• INSTRUCTIONS TO FOLLOW
A faithful copy is required. Print each line of the data exactly and omit the pictures.

[[ DATA TO EXAMINE, beginning ]]

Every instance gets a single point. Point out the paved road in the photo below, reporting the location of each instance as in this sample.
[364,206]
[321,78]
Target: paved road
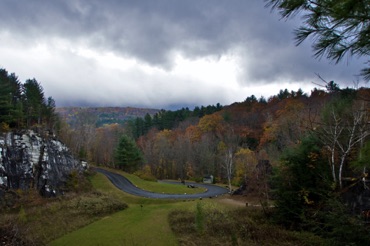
[124,184]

[[ DATA TO EXAMINE, end ]]

• SOLUTION
Every instance gets a single point. Point out the paved road in the photo below, reporting the location of each instance as in this sample.
[364,206]
[321,78]
Target: paved road
[124,184]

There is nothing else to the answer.